> _TASK TO CARRY OUT_
Please repeat the lines of the material below exactly, starting with the one that contains "Query: orange beak" and ending with the last.

========

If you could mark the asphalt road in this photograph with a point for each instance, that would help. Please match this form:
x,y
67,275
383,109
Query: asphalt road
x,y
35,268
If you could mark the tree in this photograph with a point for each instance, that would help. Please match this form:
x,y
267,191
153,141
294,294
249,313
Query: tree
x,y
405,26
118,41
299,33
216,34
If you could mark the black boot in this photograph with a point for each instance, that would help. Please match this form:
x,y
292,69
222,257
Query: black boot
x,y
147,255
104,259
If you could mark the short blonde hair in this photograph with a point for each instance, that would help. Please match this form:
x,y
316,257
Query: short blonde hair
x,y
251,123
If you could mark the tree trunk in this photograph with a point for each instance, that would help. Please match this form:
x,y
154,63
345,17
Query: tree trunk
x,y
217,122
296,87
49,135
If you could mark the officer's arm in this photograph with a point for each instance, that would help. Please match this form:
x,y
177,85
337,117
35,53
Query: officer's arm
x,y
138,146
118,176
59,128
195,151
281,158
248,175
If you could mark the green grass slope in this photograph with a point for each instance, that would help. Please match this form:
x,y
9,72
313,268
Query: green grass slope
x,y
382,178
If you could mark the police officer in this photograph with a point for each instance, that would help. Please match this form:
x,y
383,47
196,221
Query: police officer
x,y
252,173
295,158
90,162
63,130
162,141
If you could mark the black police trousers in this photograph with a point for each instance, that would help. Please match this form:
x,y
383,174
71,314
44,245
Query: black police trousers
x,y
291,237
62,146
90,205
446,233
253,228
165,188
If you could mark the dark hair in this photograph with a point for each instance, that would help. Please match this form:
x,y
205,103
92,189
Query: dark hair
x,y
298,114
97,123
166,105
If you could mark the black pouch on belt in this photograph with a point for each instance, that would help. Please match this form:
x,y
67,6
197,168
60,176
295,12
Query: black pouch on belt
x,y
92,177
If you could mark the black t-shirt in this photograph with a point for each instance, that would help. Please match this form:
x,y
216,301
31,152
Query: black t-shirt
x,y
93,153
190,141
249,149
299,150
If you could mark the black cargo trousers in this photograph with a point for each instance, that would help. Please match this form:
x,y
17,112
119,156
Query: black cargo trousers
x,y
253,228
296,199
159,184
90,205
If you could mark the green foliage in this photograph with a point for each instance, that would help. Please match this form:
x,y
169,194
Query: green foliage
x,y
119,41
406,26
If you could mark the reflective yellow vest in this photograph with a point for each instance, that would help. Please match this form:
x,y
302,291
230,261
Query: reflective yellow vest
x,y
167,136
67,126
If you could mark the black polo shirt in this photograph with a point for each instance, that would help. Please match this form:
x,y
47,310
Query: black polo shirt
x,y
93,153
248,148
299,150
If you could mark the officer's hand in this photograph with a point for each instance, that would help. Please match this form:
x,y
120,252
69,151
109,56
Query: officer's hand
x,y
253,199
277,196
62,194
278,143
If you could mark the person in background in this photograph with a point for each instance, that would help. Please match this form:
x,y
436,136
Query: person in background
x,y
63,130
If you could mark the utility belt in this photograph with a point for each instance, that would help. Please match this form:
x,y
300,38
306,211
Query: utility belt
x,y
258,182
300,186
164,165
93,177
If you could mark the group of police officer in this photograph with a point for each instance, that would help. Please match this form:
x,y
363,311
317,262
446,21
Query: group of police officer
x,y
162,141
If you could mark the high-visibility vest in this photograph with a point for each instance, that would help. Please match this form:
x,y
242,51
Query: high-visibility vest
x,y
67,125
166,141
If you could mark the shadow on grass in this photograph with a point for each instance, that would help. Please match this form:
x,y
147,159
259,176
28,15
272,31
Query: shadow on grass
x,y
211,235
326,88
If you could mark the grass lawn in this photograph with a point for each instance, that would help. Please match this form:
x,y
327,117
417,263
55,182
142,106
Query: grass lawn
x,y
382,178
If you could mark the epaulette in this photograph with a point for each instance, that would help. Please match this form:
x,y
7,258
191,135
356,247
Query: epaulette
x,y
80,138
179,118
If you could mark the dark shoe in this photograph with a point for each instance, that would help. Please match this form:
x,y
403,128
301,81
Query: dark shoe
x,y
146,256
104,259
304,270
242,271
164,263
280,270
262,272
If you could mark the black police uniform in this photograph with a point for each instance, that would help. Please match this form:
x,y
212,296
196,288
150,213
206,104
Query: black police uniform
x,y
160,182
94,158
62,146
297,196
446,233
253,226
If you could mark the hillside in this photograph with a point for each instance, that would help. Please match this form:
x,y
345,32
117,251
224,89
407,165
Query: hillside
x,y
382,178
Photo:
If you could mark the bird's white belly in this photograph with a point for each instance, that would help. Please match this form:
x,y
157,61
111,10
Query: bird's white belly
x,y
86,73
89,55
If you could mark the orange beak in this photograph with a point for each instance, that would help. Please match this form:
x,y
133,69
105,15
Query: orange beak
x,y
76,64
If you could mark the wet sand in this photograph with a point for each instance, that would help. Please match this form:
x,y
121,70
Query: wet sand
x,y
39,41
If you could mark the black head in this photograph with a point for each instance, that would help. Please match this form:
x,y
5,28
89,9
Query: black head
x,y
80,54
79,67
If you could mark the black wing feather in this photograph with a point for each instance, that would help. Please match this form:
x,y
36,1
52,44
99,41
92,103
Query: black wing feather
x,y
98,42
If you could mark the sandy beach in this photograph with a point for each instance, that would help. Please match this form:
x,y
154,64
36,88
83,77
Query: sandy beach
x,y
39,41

========

> _RESPONSE TO THIS TASK_
Query: orange beak
x,y
76,64
If you could mark the wet sand in this photograph with a point for each instance, that would help. Please match this form:
x,y
121,70
Query: wet sand
x,y
39,41
If you could mark the black head in this photograph with a point for each instance, that would help. Please match this form:
x,y
5,28
89,9
Query: black head
x,y
80,54
79,67
If you could mark the black wing feather in this photograph with a point for each instance, that would help. Please match this form:
x,y
36,1
52,44
99,41
92,103
Query: black wing feather
x,y
98,42
If you could mark the sandy beach in this photograph with a point for each instance, that would help. Please match this form:
x,y
154,64
36,88
83,77
Query: sandy beach
x,y
39,41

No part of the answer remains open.